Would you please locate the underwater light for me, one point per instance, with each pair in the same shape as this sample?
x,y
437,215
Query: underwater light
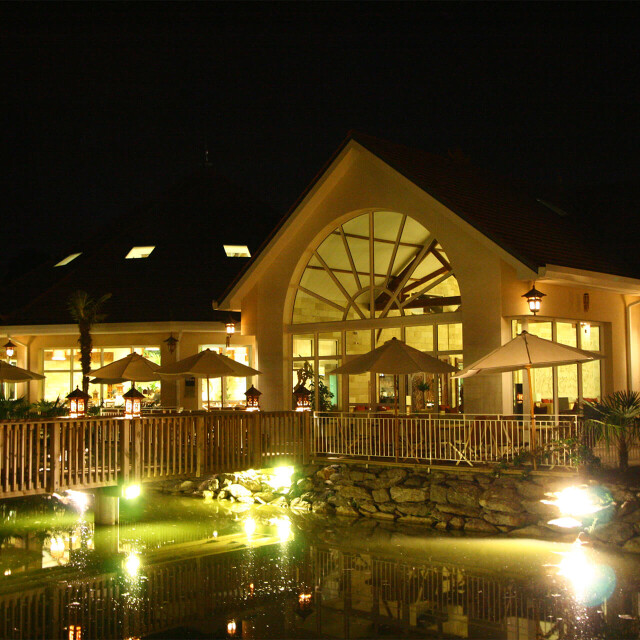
x,y
131,491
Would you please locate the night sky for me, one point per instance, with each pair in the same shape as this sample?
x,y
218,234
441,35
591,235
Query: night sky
x,y
105,105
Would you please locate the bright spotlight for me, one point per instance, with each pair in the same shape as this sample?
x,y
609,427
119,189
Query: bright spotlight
x,y
132,491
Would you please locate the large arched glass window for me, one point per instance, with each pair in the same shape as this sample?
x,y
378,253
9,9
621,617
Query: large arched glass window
x,y
377,276
377,265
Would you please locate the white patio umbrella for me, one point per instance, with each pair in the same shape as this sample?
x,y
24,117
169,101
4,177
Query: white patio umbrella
x,y
396,358
207,364
11,373
527,351
132,367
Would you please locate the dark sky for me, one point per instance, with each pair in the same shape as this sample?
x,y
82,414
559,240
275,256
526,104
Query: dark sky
x,y
104,105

# YOUR TASK:
Every entry above needs to be copied exactly, apart from its pictures.

# SOLUTION BELOW:
Would you please locate the underwater light for me, one point per instance, with each pair in the same shape as this sample?
x,y
437,215
Query: underwater light
x,y
131,491
Would you please locate the night sky for me, one point per instance, with each pair in the same shape as this sample?
x,y
218,234
441,35
591,235
Query: night sky
x,y
105,105
Would you please locate the bright spotlight for me, one point per instance, with each pair in the same shape as this sample?
x,y
609,427
119,189
Query: bright spotlight
x,y
132,491
Would you please locate the large arched glass window for me, one point per instance, with each pair in the same shape as this sample?
x,y
378,253
9,9
621,617
Query: large arched glass window
x,y
377,276
377,265
Would you please locate the white patio umbrella for me, one point per instance, with each pair in the same shape as this sample?
x,y
24,117
169,101
4,177
Query: white patio umbrella
x,y
396,358
207,364
11,373
527,351
132,367
Would you please locate the dark sky for me, one point per instance, with each pair in the same shape as this sample?
x,y
82,414
559,240
275,256
526,104
Query: dark sky
x,y
104,105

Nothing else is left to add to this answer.